[Point labeling records]
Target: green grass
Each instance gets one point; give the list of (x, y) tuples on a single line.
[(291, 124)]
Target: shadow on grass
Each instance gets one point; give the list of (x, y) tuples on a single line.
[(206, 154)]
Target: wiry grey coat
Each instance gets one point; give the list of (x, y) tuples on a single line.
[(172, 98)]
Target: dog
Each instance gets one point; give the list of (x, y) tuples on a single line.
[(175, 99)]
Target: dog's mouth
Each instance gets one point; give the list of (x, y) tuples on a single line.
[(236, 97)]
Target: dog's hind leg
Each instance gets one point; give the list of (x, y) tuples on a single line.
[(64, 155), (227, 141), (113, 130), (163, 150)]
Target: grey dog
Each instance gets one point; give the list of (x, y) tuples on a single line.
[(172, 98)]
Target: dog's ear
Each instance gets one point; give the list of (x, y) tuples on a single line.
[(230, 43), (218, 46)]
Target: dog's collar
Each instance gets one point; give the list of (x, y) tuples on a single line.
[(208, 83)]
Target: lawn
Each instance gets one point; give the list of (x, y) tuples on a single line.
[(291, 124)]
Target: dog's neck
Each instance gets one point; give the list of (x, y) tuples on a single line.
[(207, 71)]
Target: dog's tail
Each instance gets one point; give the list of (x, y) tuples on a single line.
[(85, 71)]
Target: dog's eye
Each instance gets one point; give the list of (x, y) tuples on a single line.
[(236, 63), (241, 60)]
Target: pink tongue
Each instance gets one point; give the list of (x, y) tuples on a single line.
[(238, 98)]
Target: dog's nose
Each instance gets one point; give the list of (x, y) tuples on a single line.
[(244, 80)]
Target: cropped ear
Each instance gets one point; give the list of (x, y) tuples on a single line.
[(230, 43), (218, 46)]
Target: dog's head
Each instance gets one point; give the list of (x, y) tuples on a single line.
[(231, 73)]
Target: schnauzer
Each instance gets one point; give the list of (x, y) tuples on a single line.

=== What you need to do ===
Turn every line of the records above into a numbered list, leaving out any blank lines.

=== Task response ===
1. Target: green grass
2. Each instance gets one point; give the list of (x, y) tuples on a single line.
3. [(291, 124)]
4. Target: shadow on grass
5. Each instance gets one point; give the list of (x, y) tuples on a single line.
6. [(206, 154)]
7. Target: wiry grey coat
8. Each instance gets one point; give the list of (x, y) tuples on a single line.
9. [(172, 98)]
10. Target: dog
11. Each instance gets one point; give the list of (x, y) tuples on a single line.
12. [(175, 99)]
13. Target: dog's mouth
14. Each instance gets one point; give the list of (x, y) tuples on a single line.
15. [(236, 97)]
16. Target: dog's hind leg
17. Each instance gets one point; give the list of (x, y) tuples on a single line.
18. [(64, 155), (227, 141), (113, 130), (163, 150)]
19. Target: grey dog
20. Each instance gets one point; give the list of (x, y) tuples on a single line.
21. [(172, 98)]
22. Target: dog's ear
23. Each instance gets one point; give the list of (x, y) tuples on a single line.
24. [(230, 43), (218, 46)]
25. Target: dog's collar
26. Each instance gets one point; give the list of (x, y) tuples on a single line.
27. [(208, 83)]
28. Target: lawn
29. Each instance gets one point; give the list of (x, y) tuples on a single line.
30. [(291, 124)]
31. Target: dog's neck
32. Each instance gets one point; give the list of (x, y) tuples on a single line.
33. [(207, 71)]
34. Target: dog's tail
35. Each instance gets one point; give the list of (x, y) tuples on a single line.
36. [(85, 71)]
37. Target: dog's eye
38. Each instance gets one point; give the list of (x, y) tuples on a single line.
39. [(236, 63), (241, 60)]
40. Target: pink tongue
41. Each instance gets one point; give the list of (x, y) tuples on a single line.
42. [(238, 98)]
43. Target: dog's nose
44. Each instance gets one point; give the list of (x, y) tuples on a single line.
45. [(244, 80)]
46. Target: cropped ear
47. Each instance gets one point; give the list of (x, y) tuples on a single line.
48. [(230, 43), (218, 46)]
49. Target: dog's head
50. Each instance gets one point; give the list of (x, y) tuples on a single line.
51. [(231, 73)]
52. Target: schnauzer
53. Each instance gets one point; give the list of (x, y) tuples on a single line.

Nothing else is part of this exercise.